### Source excerpt
┌────────

[casual_games] Platform for multi-player Flash games

Morbus Iff morbus at disobey.com
Tue Oct 18 13:41:10 EDT 2005


> About security - I'm guessing you're asking about if we wrap your SWF
> somehow to protect it from decompilation? The answer to right now is
> No, we don't touch your swf, so it's the developer's responsibility to
> obfuscate or otherwise protect their code. This is primarily because
> we haven't found a good, automated way to do this - if anyone has any
> pointers to possible solutions, they would be much appreciated.

I've been fighting this in my own designs, which:

  * all non-writable gameplay data comes from a remote database.
  * user statistics, writable, are sent from client to database.

Just like high scores, only more so (in my case, I'd be sending back 
logfiles too, which would help me with debugging, rooting out powerful 
objects, and cheating - two players would send back the same logfile, and 
if they didn't match, we can't trust one of those clients/users).

Ultimately, I've yet to devise a super spiffy way - some folks have 
suggested a PGP like key system, but I don't think I want to go that 
crazy. Some things I've thought about:

  * Client is hardcoded with URL and password. Decompilable.

  * Client is hardcoded with URL, and asks server for a key. Client
    then sends key to server for any writable updates. The app would
    still be decompilable, however, so that someone could still find
    the URL, issue their own key request, then data insertion.

  * Key/password is sent along with a normal data client data request
    - there's no separate request or special URL. Ultimately, this
    becomes security by obfuscation, and was abandoned solely on
    that principle.

└────────

### Material supplied
┌────────

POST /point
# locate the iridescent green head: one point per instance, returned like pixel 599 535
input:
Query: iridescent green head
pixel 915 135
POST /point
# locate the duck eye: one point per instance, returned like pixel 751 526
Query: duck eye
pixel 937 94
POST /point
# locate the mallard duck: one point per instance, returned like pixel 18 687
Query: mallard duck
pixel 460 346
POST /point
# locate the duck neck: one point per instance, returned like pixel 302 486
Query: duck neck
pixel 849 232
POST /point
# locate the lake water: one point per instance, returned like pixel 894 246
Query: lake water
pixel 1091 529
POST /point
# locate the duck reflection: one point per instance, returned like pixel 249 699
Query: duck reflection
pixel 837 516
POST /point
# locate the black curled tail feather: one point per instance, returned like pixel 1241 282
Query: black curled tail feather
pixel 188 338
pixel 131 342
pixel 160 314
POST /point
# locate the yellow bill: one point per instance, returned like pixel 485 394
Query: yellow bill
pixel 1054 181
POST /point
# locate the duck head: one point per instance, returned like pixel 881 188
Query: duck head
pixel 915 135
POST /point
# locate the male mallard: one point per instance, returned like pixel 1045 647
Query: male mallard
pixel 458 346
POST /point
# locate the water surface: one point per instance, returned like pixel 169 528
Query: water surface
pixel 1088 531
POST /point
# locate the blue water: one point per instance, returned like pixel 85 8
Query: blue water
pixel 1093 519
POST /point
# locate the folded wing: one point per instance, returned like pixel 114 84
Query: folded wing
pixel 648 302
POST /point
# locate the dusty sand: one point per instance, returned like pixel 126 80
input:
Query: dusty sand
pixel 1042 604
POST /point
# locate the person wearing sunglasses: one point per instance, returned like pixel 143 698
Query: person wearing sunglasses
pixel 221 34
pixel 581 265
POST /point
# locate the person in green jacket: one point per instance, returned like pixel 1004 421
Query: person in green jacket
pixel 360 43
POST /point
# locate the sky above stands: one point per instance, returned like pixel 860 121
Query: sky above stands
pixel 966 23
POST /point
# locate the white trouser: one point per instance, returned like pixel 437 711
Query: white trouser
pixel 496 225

└────────

### Task set
#1 Write out the rows from their first line up to and including the line with "pixel 837 516", keeping each line unchanged.
#2 Continue the mailing-list post about securing multiplayer Flash games from where it stops.

### Results by task
#1
POST /point
# locate the iridescent green head: one point per instance, returned like pixel 599 535
input:
Query: iridescent green head
pixel 915 135
POST /point
# locate the duck eye: one point per instance, returned like pixel 751 526
Query: duck eye
pixel 937 94
POST /point
# locate the mallard duck: one point per instance, returned like pixel 18 687
Query: mallard duck
pixel 460 346
POST /point
# locate the duck neck: one point per instance, returned like pixel 302 486
Query: duck neck
pixel 849 232
POST /point
# locate the lake water: one point per instance, returned like pixel 894 246
Query: lake water
pixel 1091 529
POST /point
# locate the duck reflection: one point per instance, returned like pixel 249 699
Query: duck reflection
pixel 837 516

#2
At this point, the thing I finally settled on was that there's no way 
around the reverse engineering issue, thus, simply and obviously, rely on 
  stronger and automated server checking: compare multiple player logfiles 
(as above - two players play against each other, both clients keep 
accounting logs, and if the logs are different, one client has done 
something naughty) and, should something look suspicious, immediately flag 
both accounts as suspended until an admin can look at it. And the basics: 
any write requests from the client would use both the user's own game name 
and password (as opposed to a fake-able generated key or password), anal 
data checks (this number may never be about 5, no player can ever win 
within 5 turns, no play counts can ever exceed game turn count, only one 
player can win, etc.). I've yet to devise a bunch of checks for two 
players working in tandem (faking BOTH logfiles) but, for this particular 
game, I'm not entirely sure if that would create an exploitable hole.

-- 
Morbus Iff ( you are nothing without your robot car, NOTHING! )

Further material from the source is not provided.